- [YOUR GOAL] Please list every line of the data below that contains the word "white", copying each line in full.

- [Lines of data]
+---+
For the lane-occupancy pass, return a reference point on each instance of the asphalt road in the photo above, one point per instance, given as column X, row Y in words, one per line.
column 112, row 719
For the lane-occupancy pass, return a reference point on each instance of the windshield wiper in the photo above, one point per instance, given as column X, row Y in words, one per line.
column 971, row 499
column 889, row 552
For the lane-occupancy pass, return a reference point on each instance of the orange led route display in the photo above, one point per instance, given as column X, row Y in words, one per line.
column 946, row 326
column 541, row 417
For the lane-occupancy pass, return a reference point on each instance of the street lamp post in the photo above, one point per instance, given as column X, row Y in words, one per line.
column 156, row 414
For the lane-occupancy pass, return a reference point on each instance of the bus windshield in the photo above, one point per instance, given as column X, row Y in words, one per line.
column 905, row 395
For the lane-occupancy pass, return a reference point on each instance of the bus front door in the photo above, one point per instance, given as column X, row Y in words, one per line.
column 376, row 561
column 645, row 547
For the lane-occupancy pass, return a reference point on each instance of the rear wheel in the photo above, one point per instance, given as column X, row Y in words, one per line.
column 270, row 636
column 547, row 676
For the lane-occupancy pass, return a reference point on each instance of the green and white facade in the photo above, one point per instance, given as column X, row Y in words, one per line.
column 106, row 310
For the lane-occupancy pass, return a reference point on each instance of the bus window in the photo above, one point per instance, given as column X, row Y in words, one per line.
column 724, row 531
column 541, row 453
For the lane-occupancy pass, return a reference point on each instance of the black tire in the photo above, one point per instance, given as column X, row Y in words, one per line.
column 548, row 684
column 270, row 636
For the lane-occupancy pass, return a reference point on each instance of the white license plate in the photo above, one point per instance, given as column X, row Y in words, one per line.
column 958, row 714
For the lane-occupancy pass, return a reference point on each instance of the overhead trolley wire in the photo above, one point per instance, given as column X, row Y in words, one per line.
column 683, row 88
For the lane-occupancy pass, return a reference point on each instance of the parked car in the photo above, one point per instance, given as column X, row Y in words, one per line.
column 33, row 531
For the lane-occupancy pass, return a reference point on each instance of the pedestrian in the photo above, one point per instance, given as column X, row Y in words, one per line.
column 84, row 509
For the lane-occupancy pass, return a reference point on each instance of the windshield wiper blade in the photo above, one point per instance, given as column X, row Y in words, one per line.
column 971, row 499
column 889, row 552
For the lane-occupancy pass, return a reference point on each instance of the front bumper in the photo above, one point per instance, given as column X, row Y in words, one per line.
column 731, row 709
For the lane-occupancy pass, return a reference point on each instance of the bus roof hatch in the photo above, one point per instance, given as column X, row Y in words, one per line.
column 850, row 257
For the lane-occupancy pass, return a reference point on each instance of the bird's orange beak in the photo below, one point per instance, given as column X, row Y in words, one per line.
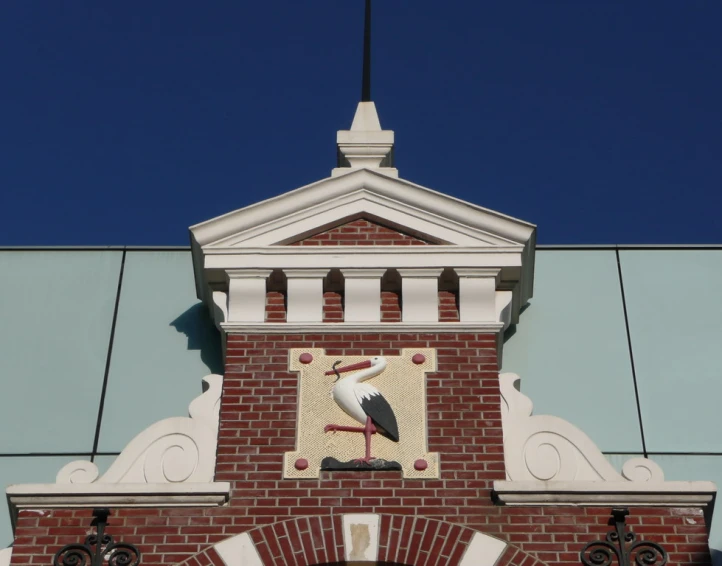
+---+
- [COMPLETED TASK]
For the lane-occupancy pass, return a reference point on each instance of the green and white facade in the photo above, one point per instance, given as column X, row Y in words, one per line.
For the lane-occupancy pass, return a reference point on each instance of the white license plate in the photo above, one point per instance, given as column X, row Y in words, one per line.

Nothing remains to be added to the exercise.